[What you have to do] Lay out the entries below as a JSON list of strings, one string per line, with blank lines omitted. Leave the pictures out of the answer.

[Listing]
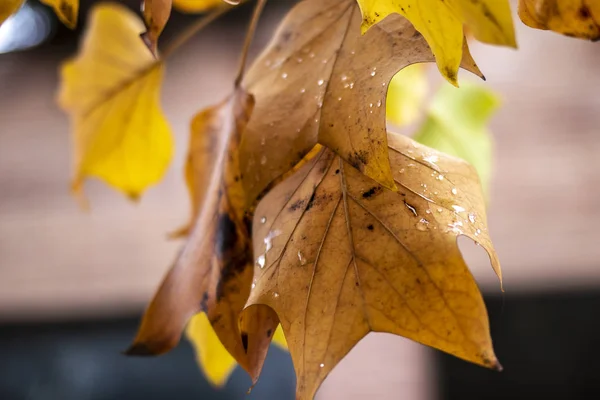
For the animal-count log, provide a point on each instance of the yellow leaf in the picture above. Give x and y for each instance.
(8, 8)
(576, 18)
(213, 272)
(406, 95)
(66, 10)
(111, 91)
(193, 6)
(156, 14)
(213, 358)
(311, 85)
(341, 256)
(441, 23)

[Task response]
[
  "For the animal-count log, provide a point on each instance of the yellow leaf in the picture above. Give x and y for each instance.",
  "(8, 8)",
  "(576, 18)",
  "(213, 272)",
  "(406, 95)",
  "(66, 10)",
  "(111, 91)",
  "(193, 6)",
  "(156, 14)",
  "(213, 358)",
  "(311, 85)",
  "(341, 256)",
  "(441, 23)"
]